---------- SUPPLIED RECORDS ----------
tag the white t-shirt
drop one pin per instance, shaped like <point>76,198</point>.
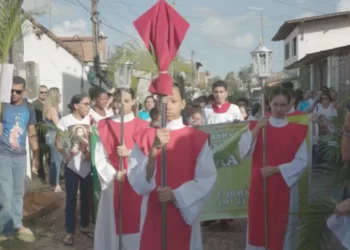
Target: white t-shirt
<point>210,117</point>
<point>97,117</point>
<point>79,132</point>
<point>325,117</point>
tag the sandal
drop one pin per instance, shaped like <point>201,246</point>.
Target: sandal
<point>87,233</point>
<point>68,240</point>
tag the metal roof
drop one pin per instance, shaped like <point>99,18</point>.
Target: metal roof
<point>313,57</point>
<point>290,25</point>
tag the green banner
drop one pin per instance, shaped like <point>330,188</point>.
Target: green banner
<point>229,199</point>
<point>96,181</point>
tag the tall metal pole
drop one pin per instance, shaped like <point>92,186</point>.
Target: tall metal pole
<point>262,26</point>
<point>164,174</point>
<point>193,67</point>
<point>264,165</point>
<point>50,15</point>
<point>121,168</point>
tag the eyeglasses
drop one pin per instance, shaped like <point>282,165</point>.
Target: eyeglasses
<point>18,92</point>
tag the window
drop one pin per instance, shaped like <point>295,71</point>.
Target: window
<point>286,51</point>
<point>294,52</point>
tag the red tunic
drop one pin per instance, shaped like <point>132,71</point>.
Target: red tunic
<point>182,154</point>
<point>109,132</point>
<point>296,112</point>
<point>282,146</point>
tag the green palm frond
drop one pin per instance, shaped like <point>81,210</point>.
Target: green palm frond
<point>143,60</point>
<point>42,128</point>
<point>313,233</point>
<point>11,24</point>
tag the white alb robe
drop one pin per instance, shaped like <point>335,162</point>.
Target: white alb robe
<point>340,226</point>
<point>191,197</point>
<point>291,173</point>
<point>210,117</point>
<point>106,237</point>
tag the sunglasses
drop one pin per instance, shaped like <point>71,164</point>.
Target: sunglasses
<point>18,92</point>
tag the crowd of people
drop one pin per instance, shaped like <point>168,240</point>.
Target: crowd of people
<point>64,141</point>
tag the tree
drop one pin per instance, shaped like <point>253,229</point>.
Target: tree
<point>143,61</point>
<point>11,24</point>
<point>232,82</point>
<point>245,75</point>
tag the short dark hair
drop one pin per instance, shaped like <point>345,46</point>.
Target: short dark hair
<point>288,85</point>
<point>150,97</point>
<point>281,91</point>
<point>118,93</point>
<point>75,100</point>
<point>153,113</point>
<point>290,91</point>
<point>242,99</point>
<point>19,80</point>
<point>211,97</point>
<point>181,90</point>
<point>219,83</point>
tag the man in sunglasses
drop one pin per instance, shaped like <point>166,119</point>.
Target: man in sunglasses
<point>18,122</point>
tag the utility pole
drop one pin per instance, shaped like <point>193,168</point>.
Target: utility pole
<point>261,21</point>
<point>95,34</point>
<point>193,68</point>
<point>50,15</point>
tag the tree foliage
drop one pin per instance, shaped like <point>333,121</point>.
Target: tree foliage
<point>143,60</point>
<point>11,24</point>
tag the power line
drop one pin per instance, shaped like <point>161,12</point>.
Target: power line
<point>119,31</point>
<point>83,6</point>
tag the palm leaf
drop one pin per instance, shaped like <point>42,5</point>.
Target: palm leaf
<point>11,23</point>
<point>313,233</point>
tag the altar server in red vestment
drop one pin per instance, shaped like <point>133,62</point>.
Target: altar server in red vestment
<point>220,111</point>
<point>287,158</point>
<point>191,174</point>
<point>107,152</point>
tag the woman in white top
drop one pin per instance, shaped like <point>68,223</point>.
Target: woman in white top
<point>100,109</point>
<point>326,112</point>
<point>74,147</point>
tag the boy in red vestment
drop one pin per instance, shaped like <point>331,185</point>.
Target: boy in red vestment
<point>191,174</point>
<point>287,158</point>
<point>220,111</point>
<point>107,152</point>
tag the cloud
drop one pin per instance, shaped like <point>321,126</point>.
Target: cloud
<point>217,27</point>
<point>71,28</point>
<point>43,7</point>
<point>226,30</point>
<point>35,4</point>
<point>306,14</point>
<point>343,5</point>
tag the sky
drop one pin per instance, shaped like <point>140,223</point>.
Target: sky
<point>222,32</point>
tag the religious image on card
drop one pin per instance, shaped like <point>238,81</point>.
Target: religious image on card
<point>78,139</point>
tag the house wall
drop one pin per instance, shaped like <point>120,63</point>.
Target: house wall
----------
STATED TASK | Rewrite all of the rows above as a numbered list, one line per number, skipping any blank lines. Leave the pictures out.

TASK ANSWER |
1. tag the white t-shirt
2. drop one pin per instance, shaped like <point>76,198</point>.
3. Target: white t-shirt
4. <point>210,117</point>
5. <point>97,117</point>
6. <point>79,132</point>
7. <point>325,117</point>
8. tag the sandal
9. drop one pin per instance, shaped like <point>201,246</point>.
10. Target: sandal
11. <point>87,233</point>
12. <point>68,240</point>
13. tag the metal roof
14. drop one pin per instance, shaped like <point>99,18</point>.
15. Target: metal roof
16. <point>313,57</point>
17. <point>290,25</point>
18. tag the green banner
19. drop one pin per instance, shaped like <point>330,188</point>.
20. Target: green banner
21. <point>229,199</point>
22. <point>96,181</point>
23. tag the tall metal pole
24. drop one pin per instance, shaped like <point>92,186</point>.
25. Target: tall metal pole
26. <point>262,26</point>
27. <point>164,174</point>
28. <point>193,67</point>
29. <point>264,165</point>
30. <point>50,15</point>
31. <point>121,168</point>
32. tag the eyeglasses
33. drop one pin per instance, shaped like <point>282,165</point>.
34. Target: eyeglasses
35. <point>18,92</point>
36. tag the window
37. drop one pin per instance, shaped like <point>295,71</point>.
38. Target: window
39. <point>286,51</point>
40. <point>294,52</point>
41. tag the red tunic
42. drop one pin per instance, shaped like <point>132,71</point>.
43. Target: red tunic
44. <point>182,154</point>
45. <point>109,132</point>
46. <point>296,112</point>
47. <point>282,146</point>
48. tag the green palm frond
49. drop one pin per instance, shaped like <point>81,210</point>.
50. Target: green palm frond
51. <point>143,60</point>
52. <point>42,128</point>
53. <point>313,233</point>
54. <point>11,24</point>
55. tag the white alb robe
56. drop one pin per instance, shaped like <point>335,162</point>.
57. Target: white alb robe
58. <point>340,226</point>
59. <point>191,197</point>
60. <point>291,173</point>
61. <point>210,117</point>
62. <point>106,237</point>
63. tag the sunglasses
64. drop one pin per instance, shaped like <point>71,164</point>.
65. Target: sunglasses
66. <point>18,92</point>
67. tag the crowd of people
68. drop one pin per instance, shaped like <point>168,240</point>.
69. Target: crowd of people
70. <point>64,141</point>
71. tag the tree
72. drop one pin per instance, shaped like <point>253,229</point>.
73. Target: tree
74. <point>143,61</point>
75. <point>11,24</point>
76. <point>232,82</point>
77. <point>245,75</point>
78. tag the short dark hair
79. drop one pin per instance, shaped like <point>345,46</point>.
80. Target: short dark hair
81. <point>288,85</point>
82. <point>150,97</point>
83. <point>281,91</point>
84. <point>118,93</point>
85. <point>75,100</point>
86. <point>153,113</point>
87. <point>290,91</point>
88. <point>242,99</point>
89. <point>19,80</point>
90. <point>211,97</point>
91. <point>181,90</point>
92. <point>219,83</point>
93. tag the man in sunglasses
94. drop one pin per instance, shaped like <point>166,119</point>.
95. Target: man in sunglasses
96. <point>18,122</point>
97. tag the utility pole
98. drop one pin per instance, shaped like <point>193,168</point>.
99. Target: utility pole
100. <point>261,21</point>
101. <point>95,34</point>
102. <point>193,68</point>
103. <point>50,15</point>
104. tag the tree foliage
105. drop one pin per instance, shaped like <point>333,121</point>.
106. Target: tree foliage
107. <point>143,60</point>
108. <point>11,24</point>
109. tag the power line
110. drop one pin per instance, shaped like <point>161,12</point>.
111. Target: power line
112. <point>119,31</point>
113. <point>83,6</point>
114. tag the palm leaf
115. drop one pin per instance, shaped like <point>42,5</point>.
116. Target: palm leaf
117. <point>11,23</point>
118. <point>313,233</point>
119. tag the altar server in red vestment
120. drop one pin per instance, shaped like <point>133,62</point>.
121. Target: altar server in red vestment
122. <point>220,111</point>
123. <point>287,158</point>
124. <point>191,174</point>
125. <point>107,152</point>
126. tag the woman in white top
127. drop one pin per instance, shaped like <point>68,223</point>.
128. Target: woman in white top
129. <point>100,109</point>
130. <point>326,112</point>
131. <point>74,147</point>
132. tag the boy in red vestment
133. drop one pin per instance, shaped like <point>331,185</point>.
134. Target: boy in red vestment
135. <point>191,174</point>
136. <point>287,158</point>
137. <point>220,111</point>
138. <point>107,152</point>
139. tag the cloud
140. drop one pin per instance, shaped like <point>321,126</point>.
141. Target: cloud
142. <point>217,27</point>
143. <point>71,28</point>
144. <point>43,7</point>
145. <point>226,30</point>
146. <point>35,4</point>
147. <point>306,14</point>
148. <point>343,5</point>
149. tag the sky
150. drop one pin per instance, shaped like <point>140,223</point>.
151. Target: sky
152. <point>222,32</point>
153. tag the religious image on card
154. drop one pin per instance, shaped like <point>238,81</point>.
155. Target: religious image on card
156. <point>78,139</point>
157. tag the house wall
158. drop one pin per instance, shaped like <point>120,63</point>.
159. Target: house wall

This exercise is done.